Hakan Ulus - Komponist

01.04.2022
Alumnae & Alumni Stories
Hakan Ulus | © Anna Utkina

Hakan Ulus studierte Komposition bei Ernst Helmuth Flammer, Adriana Hölszky, Claus-Steffen Mahnkopf, Tristan Murail, Aaron Cassidy und Liza Lim an der Universität Mozarteum Salzburg, der Hochschule für Musik und Theater Felix Mendelssohn Bartholdy Leipzig sowie an der University of Huddersfield in Großbritannien. Zudem absolvierte er einen Master in Zeitgenössischer Musik an der Hochschule für Musik und Darstellende Kunst Frankfurt am Main.

Hakan Ulus:
Komponist

Klagenfurt & Wien

 

Er erhielt zahlreiche Kompositionspreise und Stipendien, u.a. impuls Kompositionspreis Graz, Stipendiat der Akademie der Künste Berlin, Stipendiat der Internationalen Ensemble Modern Akademie, seine Werke werden international von renommierten Interpreten wie dem Klangforum Wien und Ensemble intercontemporain aufgeführt und seine Publikationen erschienen u.a. im Wolke Verlag, Rombach Verlag und bei Musik & Ästhetik. Er hielt zahlreiche Vorträge über seine Musik in Deutschland, Österreich, der Schweiz, Schweden, Großbritannien und den USA und gab Kompositions-Meisterkurse in Madrid, Detmold, Singapur und Udine. Seit 2019 erscheinen seine Werke bei Edition Gravis. Im Oktober 2021 folgte er der Berufung auf die Professur für Komposition und Musiktheorie an die Gustav Mahler Privatuniversität in Klagenfurt.

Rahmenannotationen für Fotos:
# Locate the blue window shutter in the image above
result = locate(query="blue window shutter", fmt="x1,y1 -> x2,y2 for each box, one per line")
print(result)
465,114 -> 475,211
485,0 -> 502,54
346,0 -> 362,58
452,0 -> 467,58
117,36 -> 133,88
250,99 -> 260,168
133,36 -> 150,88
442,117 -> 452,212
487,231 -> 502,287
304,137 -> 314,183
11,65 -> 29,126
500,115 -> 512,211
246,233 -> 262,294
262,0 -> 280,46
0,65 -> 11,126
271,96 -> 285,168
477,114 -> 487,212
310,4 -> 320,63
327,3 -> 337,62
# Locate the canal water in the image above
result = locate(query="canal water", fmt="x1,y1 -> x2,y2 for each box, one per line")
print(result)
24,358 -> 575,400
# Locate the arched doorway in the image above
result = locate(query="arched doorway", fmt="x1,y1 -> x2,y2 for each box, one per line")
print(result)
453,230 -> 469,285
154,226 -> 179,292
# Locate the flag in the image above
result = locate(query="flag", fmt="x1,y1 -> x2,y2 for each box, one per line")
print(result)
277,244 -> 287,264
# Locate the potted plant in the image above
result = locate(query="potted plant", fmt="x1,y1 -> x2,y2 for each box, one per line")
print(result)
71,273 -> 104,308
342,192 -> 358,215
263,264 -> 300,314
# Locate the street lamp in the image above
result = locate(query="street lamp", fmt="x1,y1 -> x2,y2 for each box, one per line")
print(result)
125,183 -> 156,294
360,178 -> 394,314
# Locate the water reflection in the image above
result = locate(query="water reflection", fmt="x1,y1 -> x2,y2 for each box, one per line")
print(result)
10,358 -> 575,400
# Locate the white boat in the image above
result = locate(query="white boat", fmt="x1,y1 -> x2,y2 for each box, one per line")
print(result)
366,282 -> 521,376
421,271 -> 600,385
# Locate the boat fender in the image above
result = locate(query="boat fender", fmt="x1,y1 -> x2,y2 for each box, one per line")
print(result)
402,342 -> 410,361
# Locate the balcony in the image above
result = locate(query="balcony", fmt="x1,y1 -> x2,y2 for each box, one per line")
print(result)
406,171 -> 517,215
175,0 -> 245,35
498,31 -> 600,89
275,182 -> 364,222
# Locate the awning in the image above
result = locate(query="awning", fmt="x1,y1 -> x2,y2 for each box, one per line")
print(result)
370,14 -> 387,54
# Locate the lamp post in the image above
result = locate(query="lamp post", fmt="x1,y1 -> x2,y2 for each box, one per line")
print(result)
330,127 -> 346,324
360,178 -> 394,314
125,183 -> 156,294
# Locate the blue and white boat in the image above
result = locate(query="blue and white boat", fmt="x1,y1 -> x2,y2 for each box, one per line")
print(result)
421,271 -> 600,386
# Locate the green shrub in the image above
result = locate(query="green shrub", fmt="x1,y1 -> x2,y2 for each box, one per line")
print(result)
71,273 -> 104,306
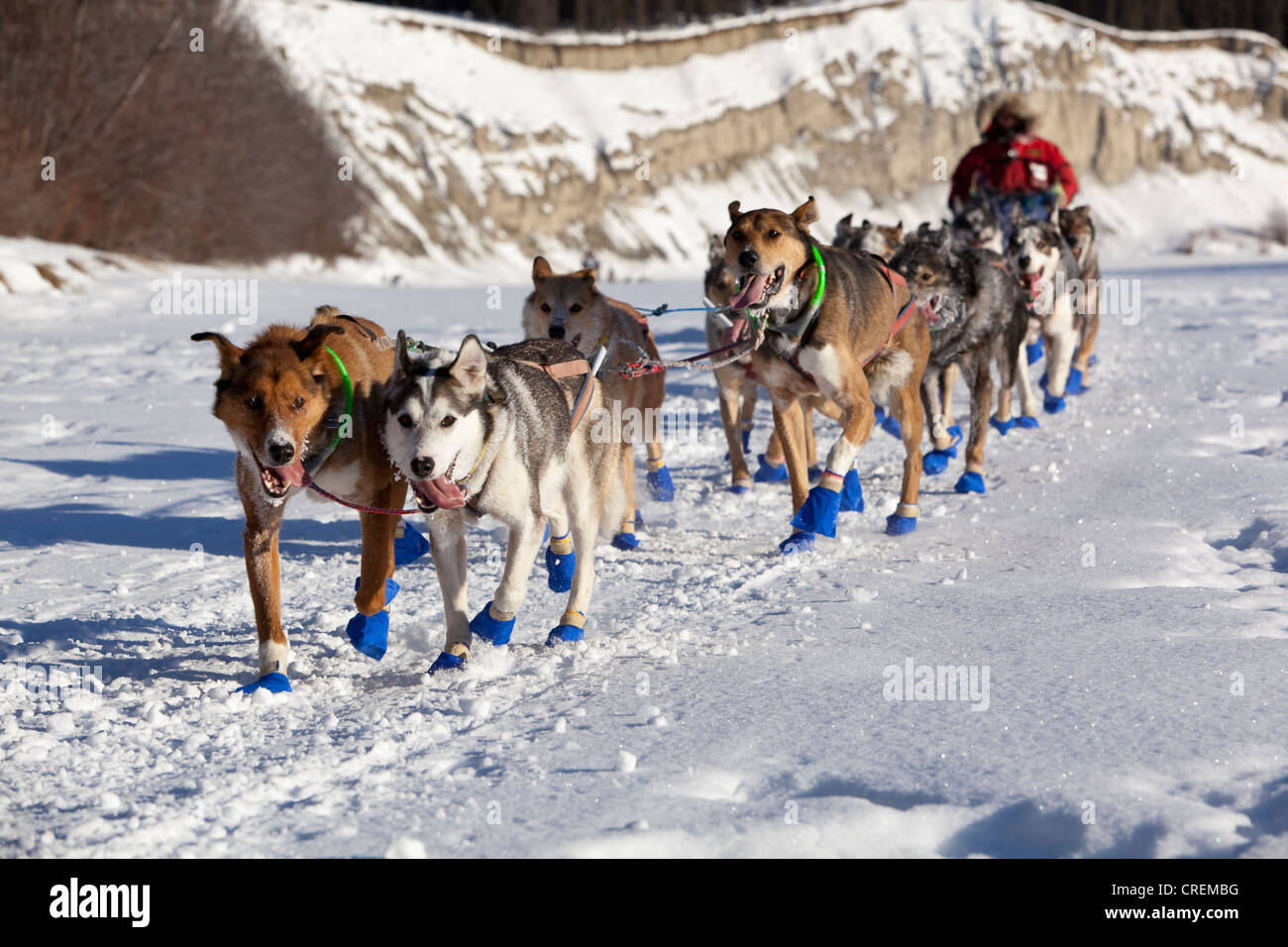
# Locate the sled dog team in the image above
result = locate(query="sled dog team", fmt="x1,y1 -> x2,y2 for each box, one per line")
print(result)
192,197 -> 1099,691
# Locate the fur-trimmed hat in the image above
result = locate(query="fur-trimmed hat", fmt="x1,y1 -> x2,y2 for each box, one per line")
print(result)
978,91 -> 1038,132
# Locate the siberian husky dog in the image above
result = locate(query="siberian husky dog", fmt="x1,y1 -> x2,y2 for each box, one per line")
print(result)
1060,204 -> 1100,394
523,257 -> 675,549
382,333 -> 623,674
1006,211 -> 1082,414
724,197 -> 930,553
953,201 -> 1006,254
892,224 -> 1027,493
832,214 -> 903,261
702,235 -> 836,493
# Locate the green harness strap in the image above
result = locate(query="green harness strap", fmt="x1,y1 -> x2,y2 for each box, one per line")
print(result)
304,346 -> 353,476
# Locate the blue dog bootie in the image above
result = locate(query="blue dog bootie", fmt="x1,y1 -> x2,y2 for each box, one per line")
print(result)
345,578 -> 398,661
394,519 -> 429,569
237,672 -> 291,693
607,518 -> 640,556
428,643 -> 471,676
647,458 -> 675,502
546,608 -> 587,648
953,471 -> 984,493
886,502 -> 921,536
921,424 -> 962,476
546,530 -> 577,591
471,601 -> 514,646
793,471 -> 845,536
778,530 -> 814,556
841,469 -> 863,513
752,454 -> 787,483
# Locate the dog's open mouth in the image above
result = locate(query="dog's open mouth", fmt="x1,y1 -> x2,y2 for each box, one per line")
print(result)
255,456 -> 304,500
411,454 -> 469,513
729,266 -> 786,309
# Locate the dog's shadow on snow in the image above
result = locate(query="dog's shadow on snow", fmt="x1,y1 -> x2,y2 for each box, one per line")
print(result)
9,441 -> 237,480
0,502 -> 362,559
0,614 -> 246,684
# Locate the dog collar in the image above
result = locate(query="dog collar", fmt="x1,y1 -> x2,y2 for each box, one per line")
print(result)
767,243 -> 827,338
304,346 -> 353,478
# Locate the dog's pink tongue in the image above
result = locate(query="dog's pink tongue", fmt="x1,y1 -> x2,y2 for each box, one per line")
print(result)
720,316 -> 747,346
729,273 -> 769,309
270,458 -> 304,487
416,476 -> 465,510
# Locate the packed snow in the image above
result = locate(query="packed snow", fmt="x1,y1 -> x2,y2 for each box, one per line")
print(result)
0,249 -> 1288,857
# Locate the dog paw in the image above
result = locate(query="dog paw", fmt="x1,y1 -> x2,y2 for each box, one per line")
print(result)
345,611 -> 389,661
648,464 -> 675,502
546,537 -> 574,591
988,417 -> 1015,437
607,532 -> 640,551
921,445 -> 957,476
778,531 -> 814,556
394,520 -> 429,569
793,484 -> 841,536
841,471 -> 863,513
428,644 -> 471,676
471,601 -> 515,644
237,672 -> 291,693
752,454 -> 787,483
953,471 -> 984,493
886,513 -> 917,536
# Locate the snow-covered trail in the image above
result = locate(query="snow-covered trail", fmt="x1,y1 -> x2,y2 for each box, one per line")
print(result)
0,262 -> 1288,857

(ANWEISUNGEN)
1) Wiederhole bitte wörtlich die Passage des Textauszugs über Hakan Ulus von „Hakan Ulus studierte“ bis einschließlich „Frankfurt am Main.“.
2) Setze den Textauszug über Hakan Ulus im Anschluss an seinen letzten Satz fort.
Die Einträge werden für die Bearbeitung nicht gebraucht.

(ERGEBNISSE JE AUFGABE)
1)
Hakan Ulus studierte Komposition bei Ernst Helmuth Flammer, Adriana Hölszky, Claus-Steffen Mahnkopf, Tristan Murail, Aaron Cassidy und Liza Lim an der Universität Mozarteum Salzburg, der Hochschule für Musik und Theater Felix Mendelssohn Bartholdy Leipzig sowie an der University of Huddersfield in Großbritannien. Zudem absolvierte er einen Master in Zeitgenössischer Musik an der Hochschule für Musik und Darstellende Kunst Frankfurt am Main.

2)
 

Eines Ihrer Werke wurde dieses Jahr für das MATA Festival in New York ausgewählt. Ein Festival für Neue Musik, das als das „aufregendste Schaufenster für herausragende junge Komponisten aus aller Welt" bezeichnet wurde. Was bedeutet es für einen Komponisten, daran teil zu nehmen?

Das MATA-Festival ist in den USA sehr bekannt und hat in der internationalen Kompositionsszene einen sehr guten Ruf. Es ist kein Preis im eigentlichen Sinn. Es war ein Call for Scores. Jedes Jahr reichen über 1000 Komponist*innen ihre Werke ein, und eine kleine Auswahl von etwa 10 Werken schaffen es zum Festival. Es ist fast wie bei einer Lotterie (lacht). Aber natürlich freue ich mich darüber und es kommen viele Menschen, um die Werke zu hören. Das ausgewählte Werk Auslöschung II nach Thomas Bernhards gleichnamigen Roman habe ich für zehn Vokalisten geschrieben und es wurde 2019 im Kulturpalast in Dresden uraufgeführt. Eine Aufführung beim MATA-Festival ermöglicht sehr große Aufmerksamkeit.

Welche Rolle spielen Preise und Stipendien für den Werdegang eines Komponisten heute?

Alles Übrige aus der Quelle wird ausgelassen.